= WHAT THIS TASK INVOLVES =
Can the data below be set down again exactly, line for line?

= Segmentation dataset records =
= = =
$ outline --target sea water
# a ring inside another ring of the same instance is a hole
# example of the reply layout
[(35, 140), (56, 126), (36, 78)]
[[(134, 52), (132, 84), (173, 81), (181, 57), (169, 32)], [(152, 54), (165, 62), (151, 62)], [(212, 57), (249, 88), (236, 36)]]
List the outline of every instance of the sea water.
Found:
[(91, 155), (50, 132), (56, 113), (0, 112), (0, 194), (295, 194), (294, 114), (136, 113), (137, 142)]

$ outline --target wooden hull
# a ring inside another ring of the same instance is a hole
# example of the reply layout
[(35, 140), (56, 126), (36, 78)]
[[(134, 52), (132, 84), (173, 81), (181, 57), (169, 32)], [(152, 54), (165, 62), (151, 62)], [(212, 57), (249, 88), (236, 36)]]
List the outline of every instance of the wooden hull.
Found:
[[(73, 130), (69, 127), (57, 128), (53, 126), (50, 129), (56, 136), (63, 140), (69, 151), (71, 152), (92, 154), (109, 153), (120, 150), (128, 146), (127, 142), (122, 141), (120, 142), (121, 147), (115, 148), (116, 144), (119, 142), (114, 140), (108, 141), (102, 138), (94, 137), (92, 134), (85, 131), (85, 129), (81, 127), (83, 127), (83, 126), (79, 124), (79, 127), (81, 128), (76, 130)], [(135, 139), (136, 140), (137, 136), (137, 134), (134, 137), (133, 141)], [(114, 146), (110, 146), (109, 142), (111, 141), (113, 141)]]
= = =
= ANSWER FOR THIS EXERCISE =
$ outline --target sea water
# a ring inside another ring of the same instance is a hole
# example of the reply layout
[(35, 140), (56, 126), (36, 78)]
[[(134, 52), (132, 84), (173, 81), (181, 57), (169, 32)], [(152, 54), (165, 62), (151, 62)], [(212, 57), (249, 88), (236, 36)]]
List the outline of every instance of the sea water.
Found:
[(91, 155), (50, 132), (56, 113), (0, 112), (0, 194), (295, 194), (294, 114), (136, 113), (137, 142)]

$ outline --target wooden hull
# a ring inside another ring of the same instance is a hole
# example of the reply layout
[(35, 140), (56, 126), (36, 78)]
[[(134, 52), (132, 84), (173, 81), (181, 57), (169, 32)], [(152, 54), (165, 62), (151, 62)], [(212, 57), (249, 88), (236, 36)]]
List the outline of every instance of the wooden hull.
Found:
[[(73, 130), (69, 127), (57, 128), (53, 126), (50, 129), (56, 136), (63, 140), (69, 151), (71, 152), (92, 154), (109, 153), (120, 150), (128, 146), (127, 142), (122, 141), (120, 142), (121, 147), (115, 148), (116, 144), (119, 142), (114, 140), (108, 141), (102, 138), (94, 137), (92, 134), (85, 131), (85, 129), (81, 127), (83, 127), (83, 126), (79, 124), (79, 127), (81, 128), (76, 130)], [(135, 139), (136, 140), (137, 136), (137, 134), (134, 137), (133, 141)], [(114, 146), (110, 146), (109, 142), (111, 141), (113, 141)]]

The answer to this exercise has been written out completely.